**ЗАДАНИЕ**
В отрывке о Пушкине и Воронцове: какое поручение Воронцов готовит Пушкину в качестве провокации?

**ОТРЫВОК СО СТРАНИЦЫ**
++++++++++

Леонид Аринштейн - Пушкин: «Когда Потемкину в потемках…». По следам «Непричесанной биографии»
Новые акценты в поведении Воронцова отметил и сам Пушкин. «…Он <Воронцов> начал вдруг обходиться со мною с непристойным неуважением, я мог дождаться больших неприятностей…», – писал Пушкин А. И. Тургеневу полтора месяца спустя. И далее: «Воронцов – вандал, придворный хам и мелкий эгоист» (XIII, 102, 103).
М. С. Воронцов. Рис. Пушкина
Итак, осторожность и угодливость по отношению к Петербургу, нетерпимость и высокомерие по отношению к тем, кого Петербург не жаловал, – вот что представляли собою те новые акценты в поведении Воронцова, которые заметили и Вигель и Пушкин, охарактеризовав их в почти одинаковых выражениях: «злое», «низкое», «непристойное», «придворный хам», «мелкий эгоист».
Последняя капляВ последних числах мая Воронцов получил от Нессельроде письмо, где, между прочим, было сказано: «Я представил Императору Ваше письмо о Пушкине (от 28 марта. – Л. А.). Он был вполне удовлетворен тем, как Вы судите об этом молодом человеке»[111]. Разъяснение Нессельроде опоздало: то, что Император «вполне удовлетворен», Воронцов понял из рескрипта. Понял он и другое: Петербург действительно желает высылки Пушкина из Одессы, и подходящий для этого повод должен найти он, Воронцов.
Задача была не из легких: Пушкин вел себя безукоризненно, что систематически отмечал в своих письмах в Петербург сам Воронцов: «…он хорошо знает, что при первых дурных слухах о нем я отправлю его отсюда <…> он теперь очень благоразумен и сдержан: если бы было иначе, я отослал бы его…» (к Киселеву, 6 марта). «Я не могу пожаловаться на Пушкина за что-либо: напротив, он, кажется, стал гораздо сдержаннее и умереннее прежнего» (к Нессельроде, 28 марта). «На теперешнее его поведение я жаловаться не могу, и, сколько слышу, он в разговорах гораздо скромнее, нежели был прежде…» (к Лонгинову, 8 апреля). И Воронцов идет на откровенную провокацию: он готовит Пушкину «величайшее неудовольствие» – командировку на саранчу.
Предугадать реакцию поэта было нетрудно (в этом, собственно, и состояла провокация), и Воронцов едва ли удивился, когда Пушкин, не выполнив поручения, вернулся в Одессу и подал ему прошение об отставке. 9 июня Воронцов направил прошение к Нессельроде, сопроводив его весьма характерным письмом: «Дорогой граф, Пушкин подал прошение об отставке. Не зная, откровенно говоря, как поступить <…> я посылаю его Вам в частном порядке и прошу Вас либо дать ему ход, либо вернуть мне в зависимости от того, как Вы рассудите»[112].

++++++++++

**ДАННЫЕ**
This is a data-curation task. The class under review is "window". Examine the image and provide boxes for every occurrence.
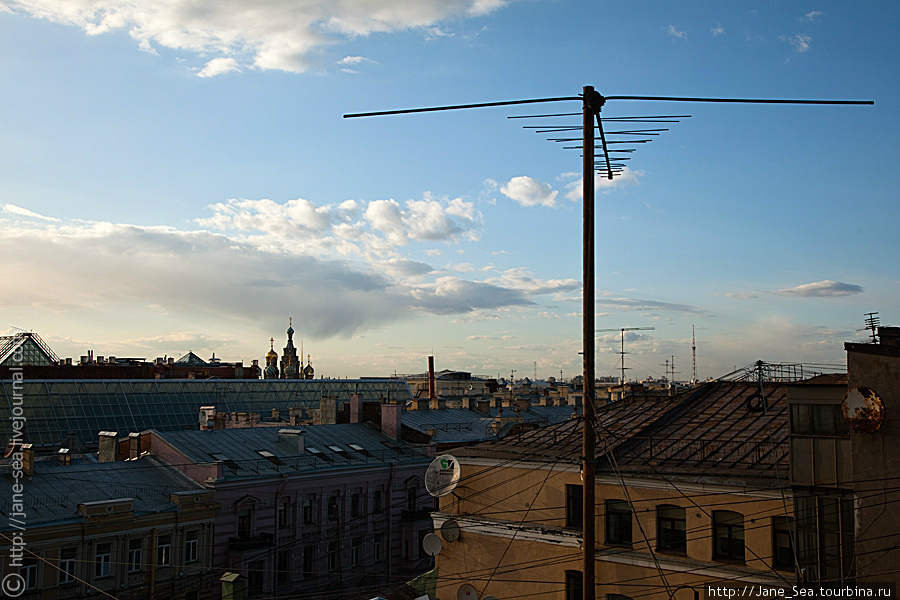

++++++++++

**ОЖИДАЕМЫЙ ОТВЕТ**
Командировку на саранчу.